### Source extract
(begin)

The battle between web fonts and performance. Ian Feather outlines some possible solutions, but of course, as always, the answer is “it depends”.
This is what Medium is for.
If you want to read some of Dan Catt’s lesser thoughts, he has his own blog.
Pretty motherfuton funny.
Wednesday, June 19th, 2013
The line-up for this year’s Improving Reality conference looks great (as always).
It’s the day before dConstruct so why not come on down to Brighton a day early and double your fun?
Corridors in science fiction films.
Dr Harry Halpin writing in the Guardian about the crucial crossroads that we have reached with the very real possibility of DRM mechanisms becoming encoded within HTML:
Most of us are simply happy to launch our browsers and surf the web without a second thought as to how the standards like HTML are created. These standards are in the hands of a fairly small set of standards bodies that have in general acted as responsible stewards for the last few years. The issue of DRM in HTML may be the turning point where all sorts of organisations and users are going to stop taking the open web for granted.
Tuesday, June 18th, 2013
Google’s track record is not looking good. There seems to be a modus operandi of bait-and-switch: start with open technologies (XMPP, CalDav, RSS) and then once they’ve amassed a big enough user base, ditch the standards.
Oh, no! How horrid! Now Twitter won’t control the “user experience” of that widget!
Instead, the person who actually posted the tweets in the first place gets to decide how they should be displayed. Crazy idea, isn’t it?
A terrific case study in progressive enhancement: starting with a good ol’ form that works for everybody and then adding on features like Ajax, SVG, the History API …the sky’s the limit.
Saturday, June 15th, 2013
This echoes what Scott Jenson has been saying: the current trend with connected devices is far too reliant on individual proprietary silos instead of communicating with open standards.
So instead of talking directly to one another, devices on today’s nascent Internet of Things now communicate primarily with centralized servers controlled by a related developer or vendor. That works, after a fashion, but it also leads to a bunch of balkanized subnetworks in which devices can communicate perfectly well with each other - but can’t actually talk to devices on any other balkanized subnetwork.
An interesting observation on the changes in Apple’s advertising campaigns: it’s no longer about “here’s how great you (the user) can be”, instead it’s increasingly about “here’s how great we (the company) can be.”
I’ve linked to this before, but with the death of Iain M Banks it’s worth re-reading this fascinating insight into The Culture, one of science fictions’s few realistic utopias.
The brief mention here of The Culture’s attitude to death is apt:
Philosophy, again; death is regarded as part of life, and nothing, including the universe, lasts forever. It is seen as bad manners to try and pretend that death is somehow not natural; instead death is seen as giving shape to life.
Google’s plan to bring internet connectivity to remote areas by using balloons wafting in the stratosphere.
Considering that Google seems to put as much time and effort into its April Fool’s jokes as it does into its real projects, you’d be forgiven for assuming this was a spoof.

(end)

(Records of labeled points)

(begin)

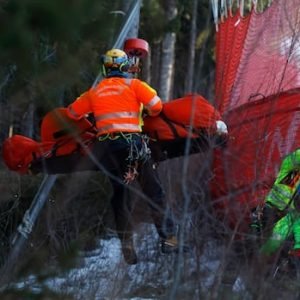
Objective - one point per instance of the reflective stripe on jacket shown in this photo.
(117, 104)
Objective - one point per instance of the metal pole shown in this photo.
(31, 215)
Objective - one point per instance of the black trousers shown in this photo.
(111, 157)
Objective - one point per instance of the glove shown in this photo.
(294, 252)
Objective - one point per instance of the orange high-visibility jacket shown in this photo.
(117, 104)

(end)
(begin)

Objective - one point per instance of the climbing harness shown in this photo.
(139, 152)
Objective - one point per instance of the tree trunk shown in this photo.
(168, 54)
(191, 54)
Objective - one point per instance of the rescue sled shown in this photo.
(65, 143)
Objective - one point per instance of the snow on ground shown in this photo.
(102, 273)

(end)

Continue the dated link log on the web and technology from its final sentence onward.

### Output of the task
Friday, June 14th, 2013
I gave the opening keynote at the Beyond Tellerand conference a few weeks back. I’m talked about the web from my own perspective, so expect excitement and anger in equal measure.
This was a new talk but it went down well, and I’m quite happy with it.
Thursday, June 13th, 2013
Ben is rightly worried by the blasé attitude in the tech world to the PRISM revelations. Perhaps that attitude stems from a culture of “log everything by default”?
I think there’s a deep rooted trait within this industry that sedates the outrage. That is the normality, complicity, and dependency on ‘surveillance’ in the software we make.
The web’s walled gardens are threatened by the decentralised power of RSS.
Google is threatened by RSS. Google is closing down Google Reader.
Twitter is threatened by RSS. Twitter has switched off all of its RSS feeds.
It will dip and diminish, but will RSS ever go away? Nah. One of RSS’s weaknesses in its early days—its chaotic decentralized weirdness—has become, in its dotage, a surprising strength. RSS doesn’t route through a single leviathan’s servers. It lacks a kill switch.
My presentation from the Industry conference in Newcastle a little while back, when I stepped in for John Allsopp to deliver the closing talk.
Wednesday, June 12th, 2013
Good news from Google: it’s going to start actively penalising sites for perpetrating the worst practices for mobile e.g. redirecting a specific “desktop” URL to a the homepage of the mobile site, or for shoving a doorslam “download our app” message at users.
I wish that we could convince people not to do that crap on the basis of it being, well, crap. But when all else fails, saying “Google says so” carries a lot of weight (see also: semantics, accessibility, yadda, yadda, yadda).
James gets profiled in Vanity Fair …which is, frankly, kind of weird.
It’s also so bizarre to read about his SXSW New Aesthetic panel as being such a pivotal moment: there weren’t that many of us in the room.
Francis Spufford—author of the excellent Backroom Boffins—writes a cover story for the New Humanist magazine remembering Iain Banks with the middle initial M firmly to the fore: it was Iain M Banks—and his creation, The Culture—that took the seemingly passé genre of space opera to new heights.
Monday, June 10th, 2013
An intriguing initiative to tighten up the loop between standards development and implementation.
Vasilis considers the inherent flexibility and unknowability of web design.
I tried to come up with other fields that need to design things for a flexible canvas, in the hope of finding inspiration there. The only media types I could come up with was the art of balloon printing and the art of tattooing.
A terrific quiz about browser performance from Jake. I had the pleasure of watching him present this in a bar in Amsterdam—he was like a circus carny hoodwinking the assembled geeks.
I guarantee you won’t get all of this right, and that’s a good thing: you’ll learn something. If you do get them all right, either you are Jake or you are very, very sad.
Friday, June 7th, 2013
A great post by Stuart on the prospect of DRM-by-any-other-name in HTML.
The argument has been made that if the web doesn’t embrace this stuff, people won’t stop watching videos: they’ll just go somewhere other than the web to get them, and that is a correct argument. But what is the point in bringing people to the web to watch their videos, if in order to do so the web becomes platform-specific and unopen and balkanised?
A well-written piece on the nature of work and value on the web, particularly in the start-up economy.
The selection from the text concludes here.